[Lines of data]
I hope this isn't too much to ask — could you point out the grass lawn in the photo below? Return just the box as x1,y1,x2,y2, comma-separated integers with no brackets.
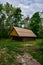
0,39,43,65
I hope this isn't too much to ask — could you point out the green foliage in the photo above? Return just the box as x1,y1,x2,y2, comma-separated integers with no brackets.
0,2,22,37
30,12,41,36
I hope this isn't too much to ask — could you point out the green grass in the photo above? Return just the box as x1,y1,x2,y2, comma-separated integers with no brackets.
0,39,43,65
==
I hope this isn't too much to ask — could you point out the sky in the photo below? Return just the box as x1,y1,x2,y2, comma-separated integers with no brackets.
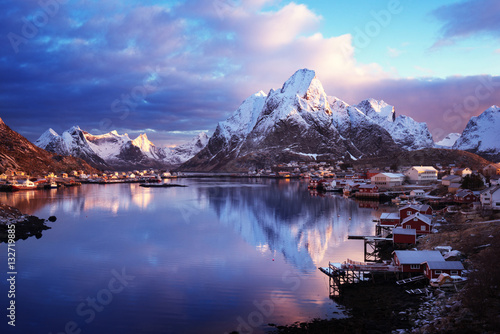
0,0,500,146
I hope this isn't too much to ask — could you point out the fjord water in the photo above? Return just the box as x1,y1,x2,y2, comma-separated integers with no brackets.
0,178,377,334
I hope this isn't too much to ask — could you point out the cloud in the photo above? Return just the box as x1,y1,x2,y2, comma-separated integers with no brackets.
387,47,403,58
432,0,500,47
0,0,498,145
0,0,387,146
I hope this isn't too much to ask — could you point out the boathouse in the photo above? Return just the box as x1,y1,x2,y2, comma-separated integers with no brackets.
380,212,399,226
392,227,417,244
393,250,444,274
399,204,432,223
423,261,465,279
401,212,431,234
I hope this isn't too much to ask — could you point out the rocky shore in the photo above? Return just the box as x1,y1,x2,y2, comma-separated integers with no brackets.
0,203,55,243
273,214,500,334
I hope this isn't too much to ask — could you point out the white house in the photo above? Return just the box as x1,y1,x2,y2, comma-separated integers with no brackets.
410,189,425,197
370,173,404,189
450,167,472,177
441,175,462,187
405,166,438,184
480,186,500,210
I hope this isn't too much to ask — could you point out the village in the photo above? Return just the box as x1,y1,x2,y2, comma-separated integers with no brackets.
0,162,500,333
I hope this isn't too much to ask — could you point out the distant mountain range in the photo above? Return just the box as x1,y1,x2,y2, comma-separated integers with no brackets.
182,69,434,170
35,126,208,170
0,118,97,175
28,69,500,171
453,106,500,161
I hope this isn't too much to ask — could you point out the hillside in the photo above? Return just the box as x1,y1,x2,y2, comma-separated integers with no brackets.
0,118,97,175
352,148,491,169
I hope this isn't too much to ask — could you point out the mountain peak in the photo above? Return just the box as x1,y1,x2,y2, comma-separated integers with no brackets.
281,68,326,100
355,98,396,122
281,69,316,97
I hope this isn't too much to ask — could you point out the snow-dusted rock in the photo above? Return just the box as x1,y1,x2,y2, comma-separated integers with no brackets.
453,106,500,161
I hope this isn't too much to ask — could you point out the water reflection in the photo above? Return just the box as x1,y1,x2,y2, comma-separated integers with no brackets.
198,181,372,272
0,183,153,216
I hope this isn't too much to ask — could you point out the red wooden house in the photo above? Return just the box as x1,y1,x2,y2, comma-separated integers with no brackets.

TASK REQUIREMENTS → Copy the lines of data from the one containing "out the sky" through the one containing "0,0,500,146", both included, and leave out any pictures.

CORRECT OUTPUT →
I hope this isn't too much to ask — could you point out the sky in the photo below? Return just the box as x1,y1,x2,y2, comma-separated integers with no brackets.
0,0,500,146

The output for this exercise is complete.